> [RECORD LIST]
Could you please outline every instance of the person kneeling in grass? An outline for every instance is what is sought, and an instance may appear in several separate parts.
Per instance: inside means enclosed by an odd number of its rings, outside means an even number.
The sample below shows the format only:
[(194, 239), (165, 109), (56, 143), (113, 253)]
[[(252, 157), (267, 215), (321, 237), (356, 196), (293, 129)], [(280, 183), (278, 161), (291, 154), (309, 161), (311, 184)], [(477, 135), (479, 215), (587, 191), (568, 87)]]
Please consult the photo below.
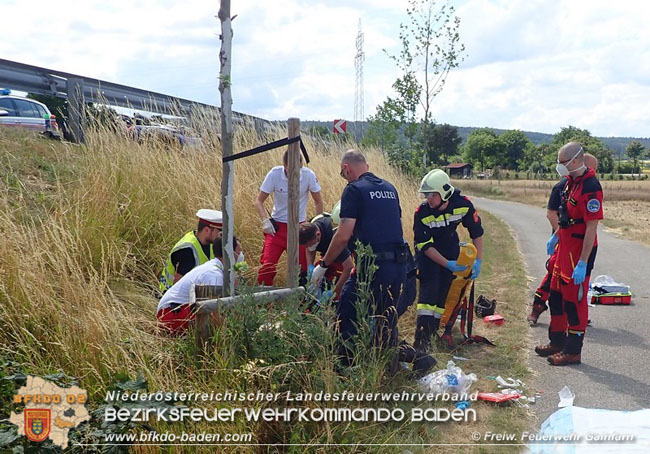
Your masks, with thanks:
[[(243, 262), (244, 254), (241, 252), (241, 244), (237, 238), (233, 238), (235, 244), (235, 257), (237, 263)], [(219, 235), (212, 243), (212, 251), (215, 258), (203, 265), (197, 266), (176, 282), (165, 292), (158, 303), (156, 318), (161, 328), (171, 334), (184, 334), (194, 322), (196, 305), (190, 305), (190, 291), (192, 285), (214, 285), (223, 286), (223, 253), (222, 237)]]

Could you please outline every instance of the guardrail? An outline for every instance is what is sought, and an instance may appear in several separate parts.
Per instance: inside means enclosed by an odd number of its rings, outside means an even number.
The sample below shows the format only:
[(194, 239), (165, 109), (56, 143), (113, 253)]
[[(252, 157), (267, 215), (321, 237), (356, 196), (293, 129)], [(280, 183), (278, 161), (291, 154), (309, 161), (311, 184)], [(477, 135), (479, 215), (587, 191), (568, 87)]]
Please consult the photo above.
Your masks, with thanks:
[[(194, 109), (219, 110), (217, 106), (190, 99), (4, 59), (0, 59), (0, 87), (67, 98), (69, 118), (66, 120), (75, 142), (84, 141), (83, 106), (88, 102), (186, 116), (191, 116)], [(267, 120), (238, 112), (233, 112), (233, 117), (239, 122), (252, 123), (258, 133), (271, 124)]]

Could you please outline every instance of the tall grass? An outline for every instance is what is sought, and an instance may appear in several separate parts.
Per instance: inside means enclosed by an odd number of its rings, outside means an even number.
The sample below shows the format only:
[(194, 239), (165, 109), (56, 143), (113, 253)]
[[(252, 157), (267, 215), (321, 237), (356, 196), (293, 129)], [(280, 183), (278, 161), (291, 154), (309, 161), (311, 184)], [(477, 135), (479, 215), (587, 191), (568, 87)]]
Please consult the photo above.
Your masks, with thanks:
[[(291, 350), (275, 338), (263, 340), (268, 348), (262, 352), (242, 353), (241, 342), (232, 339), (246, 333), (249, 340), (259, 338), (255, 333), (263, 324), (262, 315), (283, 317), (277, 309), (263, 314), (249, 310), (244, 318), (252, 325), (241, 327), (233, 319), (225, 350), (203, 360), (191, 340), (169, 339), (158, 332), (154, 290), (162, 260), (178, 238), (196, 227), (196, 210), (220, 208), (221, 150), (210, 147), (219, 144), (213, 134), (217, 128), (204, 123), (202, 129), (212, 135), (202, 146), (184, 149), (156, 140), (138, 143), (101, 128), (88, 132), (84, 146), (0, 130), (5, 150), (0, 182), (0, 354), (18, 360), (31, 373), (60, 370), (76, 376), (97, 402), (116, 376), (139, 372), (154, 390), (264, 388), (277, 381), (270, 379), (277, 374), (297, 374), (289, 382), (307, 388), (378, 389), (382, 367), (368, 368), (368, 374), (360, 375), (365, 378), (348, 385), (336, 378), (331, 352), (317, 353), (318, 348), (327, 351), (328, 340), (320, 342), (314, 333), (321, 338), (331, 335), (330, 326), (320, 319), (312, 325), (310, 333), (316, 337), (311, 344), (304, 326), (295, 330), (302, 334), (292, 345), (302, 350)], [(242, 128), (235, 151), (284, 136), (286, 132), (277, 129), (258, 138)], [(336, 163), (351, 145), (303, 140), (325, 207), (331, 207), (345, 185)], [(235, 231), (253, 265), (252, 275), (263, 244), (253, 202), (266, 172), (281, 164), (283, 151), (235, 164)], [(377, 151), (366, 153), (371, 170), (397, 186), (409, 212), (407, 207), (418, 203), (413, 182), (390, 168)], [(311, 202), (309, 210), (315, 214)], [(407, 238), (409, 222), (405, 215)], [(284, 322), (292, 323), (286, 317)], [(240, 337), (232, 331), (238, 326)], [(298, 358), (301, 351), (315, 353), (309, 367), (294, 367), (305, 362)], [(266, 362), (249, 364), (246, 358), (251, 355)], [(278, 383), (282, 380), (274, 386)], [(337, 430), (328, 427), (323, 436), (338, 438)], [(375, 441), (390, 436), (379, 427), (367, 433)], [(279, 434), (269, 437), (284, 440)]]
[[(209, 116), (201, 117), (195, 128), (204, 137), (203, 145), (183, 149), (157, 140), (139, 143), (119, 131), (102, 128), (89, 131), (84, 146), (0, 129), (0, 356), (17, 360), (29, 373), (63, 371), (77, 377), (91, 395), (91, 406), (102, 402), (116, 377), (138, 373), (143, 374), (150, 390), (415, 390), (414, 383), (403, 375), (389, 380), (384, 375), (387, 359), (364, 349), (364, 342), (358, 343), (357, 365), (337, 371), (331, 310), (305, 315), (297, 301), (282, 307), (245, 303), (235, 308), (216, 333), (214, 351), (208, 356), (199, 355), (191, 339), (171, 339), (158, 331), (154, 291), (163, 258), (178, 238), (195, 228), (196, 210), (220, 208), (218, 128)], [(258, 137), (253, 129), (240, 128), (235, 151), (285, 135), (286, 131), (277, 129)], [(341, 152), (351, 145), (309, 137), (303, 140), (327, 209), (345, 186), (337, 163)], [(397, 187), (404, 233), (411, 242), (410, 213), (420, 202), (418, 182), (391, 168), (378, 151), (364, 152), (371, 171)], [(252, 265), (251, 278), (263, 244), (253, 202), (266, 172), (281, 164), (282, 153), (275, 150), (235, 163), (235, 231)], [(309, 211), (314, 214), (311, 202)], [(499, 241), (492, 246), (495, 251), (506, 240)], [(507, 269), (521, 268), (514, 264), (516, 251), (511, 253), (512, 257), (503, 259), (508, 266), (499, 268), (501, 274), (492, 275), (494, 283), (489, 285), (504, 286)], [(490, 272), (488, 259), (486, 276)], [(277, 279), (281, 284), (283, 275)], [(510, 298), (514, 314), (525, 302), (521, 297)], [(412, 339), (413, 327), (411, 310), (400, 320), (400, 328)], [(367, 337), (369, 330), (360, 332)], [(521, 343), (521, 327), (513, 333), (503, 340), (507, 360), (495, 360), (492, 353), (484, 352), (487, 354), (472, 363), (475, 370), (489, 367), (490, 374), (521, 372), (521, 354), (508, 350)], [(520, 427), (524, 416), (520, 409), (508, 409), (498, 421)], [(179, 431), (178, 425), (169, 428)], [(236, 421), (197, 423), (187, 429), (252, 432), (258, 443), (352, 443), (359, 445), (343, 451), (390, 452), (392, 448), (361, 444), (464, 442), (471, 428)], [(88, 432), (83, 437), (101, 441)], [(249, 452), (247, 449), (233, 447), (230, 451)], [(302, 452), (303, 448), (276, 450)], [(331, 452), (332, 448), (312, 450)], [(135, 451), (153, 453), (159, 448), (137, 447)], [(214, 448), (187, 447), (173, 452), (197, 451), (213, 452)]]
...
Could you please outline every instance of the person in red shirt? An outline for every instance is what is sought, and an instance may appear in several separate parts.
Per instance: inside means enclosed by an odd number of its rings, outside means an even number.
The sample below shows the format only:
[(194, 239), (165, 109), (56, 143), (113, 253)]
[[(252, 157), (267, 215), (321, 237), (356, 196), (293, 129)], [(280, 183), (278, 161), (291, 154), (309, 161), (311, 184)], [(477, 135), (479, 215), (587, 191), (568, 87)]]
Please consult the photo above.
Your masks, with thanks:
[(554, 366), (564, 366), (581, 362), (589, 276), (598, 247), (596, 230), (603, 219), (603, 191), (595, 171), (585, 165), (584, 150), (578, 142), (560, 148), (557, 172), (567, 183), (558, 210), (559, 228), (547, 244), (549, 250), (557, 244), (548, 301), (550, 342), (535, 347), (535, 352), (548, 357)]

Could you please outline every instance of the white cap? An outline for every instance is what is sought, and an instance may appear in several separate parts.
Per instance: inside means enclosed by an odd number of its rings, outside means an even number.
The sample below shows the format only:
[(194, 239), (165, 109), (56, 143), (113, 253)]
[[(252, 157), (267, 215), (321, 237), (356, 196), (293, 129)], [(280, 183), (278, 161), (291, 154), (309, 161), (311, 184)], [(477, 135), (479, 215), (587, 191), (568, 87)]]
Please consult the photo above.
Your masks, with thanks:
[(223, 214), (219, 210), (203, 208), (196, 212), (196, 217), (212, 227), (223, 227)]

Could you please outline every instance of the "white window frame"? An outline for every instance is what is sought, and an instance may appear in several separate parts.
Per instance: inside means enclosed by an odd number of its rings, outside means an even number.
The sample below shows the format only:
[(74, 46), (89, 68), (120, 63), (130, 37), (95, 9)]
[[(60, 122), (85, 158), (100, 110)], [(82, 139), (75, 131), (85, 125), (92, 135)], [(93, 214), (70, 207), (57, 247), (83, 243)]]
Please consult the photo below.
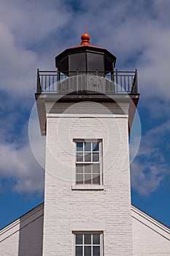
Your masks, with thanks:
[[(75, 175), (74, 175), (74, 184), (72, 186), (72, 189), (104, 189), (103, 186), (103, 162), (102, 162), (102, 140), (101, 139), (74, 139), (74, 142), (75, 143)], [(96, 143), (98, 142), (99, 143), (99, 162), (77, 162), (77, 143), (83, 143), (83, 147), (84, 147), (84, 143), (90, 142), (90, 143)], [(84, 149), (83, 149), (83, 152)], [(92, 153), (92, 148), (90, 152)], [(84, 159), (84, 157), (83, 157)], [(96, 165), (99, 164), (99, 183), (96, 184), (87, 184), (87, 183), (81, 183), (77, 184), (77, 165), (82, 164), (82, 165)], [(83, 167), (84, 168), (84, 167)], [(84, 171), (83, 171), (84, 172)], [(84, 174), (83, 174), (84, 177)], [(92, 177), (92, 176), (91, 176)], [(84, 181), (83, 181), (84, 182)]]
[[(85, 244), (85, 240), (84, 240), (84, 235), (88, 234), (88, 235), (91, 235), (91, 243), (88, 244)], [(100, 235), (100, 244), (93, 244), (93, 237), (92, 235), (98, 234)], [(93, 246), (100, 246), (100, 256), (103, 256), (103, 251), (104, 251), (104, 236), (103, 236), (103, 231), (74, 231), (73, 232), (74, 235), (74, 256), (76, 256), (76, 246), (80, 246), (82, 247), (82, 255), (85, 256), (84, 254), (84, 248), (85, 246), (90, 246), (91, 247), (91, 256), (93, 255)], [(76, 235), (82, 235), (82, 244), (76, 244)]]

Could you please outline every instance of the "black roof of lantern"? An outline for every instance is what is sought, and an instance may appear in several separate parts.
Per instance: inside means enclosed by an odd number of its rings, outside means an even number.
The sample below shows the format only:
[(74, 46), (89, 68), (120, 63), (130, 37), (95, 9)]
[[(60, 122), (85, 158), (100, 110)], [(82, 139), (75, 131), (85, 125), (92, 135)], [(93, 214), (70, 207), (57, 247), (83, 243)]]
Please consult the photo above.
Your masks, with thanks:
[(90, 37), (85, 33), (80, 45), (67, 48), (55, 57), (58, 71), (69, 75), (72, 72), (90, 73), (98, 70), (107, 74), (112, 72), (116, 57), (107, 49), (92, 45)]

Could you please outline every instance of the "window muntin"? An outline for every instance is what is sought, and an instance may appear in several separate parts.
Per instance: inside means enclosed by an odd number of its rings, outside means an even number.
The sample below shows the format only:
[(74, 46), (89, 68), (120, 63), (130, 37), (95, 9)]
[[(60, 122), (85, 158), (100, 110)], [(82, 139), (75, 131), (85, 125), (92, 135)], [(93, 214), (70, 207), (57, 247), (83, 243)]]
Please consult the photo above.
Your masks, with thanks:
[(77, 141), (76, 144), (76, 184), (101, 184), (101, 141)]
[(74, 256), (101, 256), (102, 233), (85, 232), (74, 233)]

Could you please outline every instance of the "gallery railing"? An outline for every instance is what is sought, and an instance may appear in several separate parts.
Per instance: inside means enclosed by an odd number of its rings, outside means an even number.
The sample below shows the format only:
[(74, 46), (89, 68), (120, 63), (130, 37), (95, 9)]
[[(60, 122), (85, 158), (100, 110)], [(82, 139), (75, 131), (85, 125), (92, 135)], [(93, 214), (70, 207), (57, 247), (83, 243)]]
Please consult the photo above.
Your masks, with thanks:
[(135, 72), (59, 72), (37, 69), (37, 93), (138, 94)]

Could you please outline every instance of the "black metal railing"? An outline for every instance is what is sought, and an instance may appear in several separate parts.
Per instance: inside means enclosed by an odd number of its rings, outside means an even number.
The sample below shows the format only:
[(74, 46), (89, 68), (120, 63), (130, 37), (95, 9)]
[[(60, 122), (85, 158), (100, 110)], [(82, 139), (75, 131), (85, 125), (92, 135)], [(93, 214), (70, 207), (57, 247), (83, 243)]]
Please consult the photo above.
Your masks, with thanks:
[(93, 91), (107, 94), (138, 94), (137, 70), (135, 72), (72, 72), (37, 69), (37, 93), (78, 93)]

> [WHAT YOU HAVE TO DO]
Please reproduce word for word the lines from the one containing "Could you please outline every instance of the person kneeling" through the one containing "253), (222, 237)]]", including both of those lines. Leave the pictures out of your answer.

> [SOLUTION]
Could you please outline every instance of the person kneeling in grass? An outline for every instance is what is sought, and an instance may appear in several separate parts.
Per instance: inside means enclosed by an odd number of its rings, outside means an even number.
The sample below shows the format only:
[(194, 239), (165, 109), (56, 143), (113, 253)]
[[(252, 157), (267, 215), (321, 237), (356, 196), (293, 129)], [(280, 183), (278, 161), (291, 154), (309, 161), (311, 184)], [(477, 135), (479, 215), (587, 191), (568, 87)]]
Please consult the photo below.
Your masks, with thanks:
[[(243, 262), (244, 254), (241, 252), (241, 244), (237, 238), (233, 238), (235, 244), (235, 257), (237, 263)], [(219, 235), (212, 243), (212, 251), (215, 258), (203, 265), (197, 266), (176, 282), (165, 292), (158, 303), (156, 318), (161, 328), (171, 334), (184, 334), (194, 322), (196, 305), (190, 305), (190, 291), (192, 285), (214, 285), (223, 286), (223, 253), (222, 237)]]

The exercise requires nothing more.